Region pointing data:
>>

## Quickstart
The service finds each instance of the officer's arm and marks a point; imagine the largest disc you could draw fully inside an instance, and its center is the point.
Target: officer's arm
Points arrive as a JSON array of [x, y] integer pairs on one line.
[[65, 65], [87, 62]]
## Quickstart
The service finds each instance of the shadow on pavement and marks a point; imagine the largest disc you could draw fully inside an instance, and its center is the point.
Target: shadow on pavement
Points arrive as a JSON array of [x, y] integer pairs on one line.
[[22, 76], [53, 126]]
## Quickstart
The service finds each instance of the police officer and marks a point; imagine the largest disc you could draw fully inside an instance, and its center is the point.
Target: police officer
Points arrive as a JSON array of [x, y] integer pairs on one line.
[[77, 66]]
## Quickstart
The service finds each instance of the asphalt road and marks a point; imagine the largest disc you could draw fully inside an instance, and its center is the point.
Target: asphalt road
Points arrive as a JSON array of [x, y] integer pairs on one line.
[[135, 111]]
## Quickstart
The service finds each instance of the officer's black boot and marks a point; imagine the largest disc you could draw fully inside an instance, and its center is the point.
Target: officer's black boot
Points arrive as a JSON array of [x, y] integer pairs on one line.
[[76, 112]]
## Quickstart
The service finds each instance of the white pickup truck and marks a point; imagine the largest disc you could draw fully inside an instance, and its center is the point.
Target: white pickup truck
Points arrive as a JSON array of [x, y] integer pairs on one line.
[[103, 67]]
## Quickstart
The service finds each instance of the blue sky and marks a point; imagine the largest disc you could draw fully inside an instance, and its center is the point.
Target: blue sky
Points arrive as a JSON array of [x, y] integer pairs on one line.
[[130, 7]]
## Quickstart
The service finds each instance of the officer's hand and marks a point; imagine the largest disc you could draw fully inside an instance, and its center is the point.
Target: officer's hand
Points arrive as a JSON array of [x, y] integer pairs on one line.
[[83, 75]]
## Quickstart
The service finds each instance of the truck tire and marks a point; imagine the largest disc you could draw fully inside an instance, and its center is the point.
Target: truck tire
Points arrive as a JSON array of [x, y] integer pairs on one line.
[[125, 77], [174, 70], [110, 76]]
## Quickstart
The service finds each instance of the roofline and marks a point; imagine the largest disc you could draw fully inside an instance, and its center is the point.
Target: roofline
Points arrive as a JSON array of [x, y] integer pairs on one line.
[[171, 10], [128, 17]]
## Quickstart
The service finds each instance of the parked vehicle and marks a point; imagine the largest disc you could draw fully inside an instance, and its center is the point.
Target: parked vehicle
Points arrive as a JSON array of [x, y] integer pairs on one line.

<<

--- To do ---
Only the lines from the one containing "The service finds each instance of the roofline" through the end of the entries above belong in the answer; repeat them exactly.

--- Answer for the task ---
The service finds each instance of the roofline and marks a point; imagine the largest disc you could draw fully inside an instance, and its center is the point.
Target: roofline
Points arrive as a JSON array of [x, y] integer pairs on one line.
[[171, 10], [128, 17]]
## Quickstart
The service finds each instance of the parked vehicle and marks a point; imagine the largest disc you could draw fully inside an instance, and its center is the point.
Target: parked vehicle
Points arrive as a JSON array of [x, y] integer pairs on one line.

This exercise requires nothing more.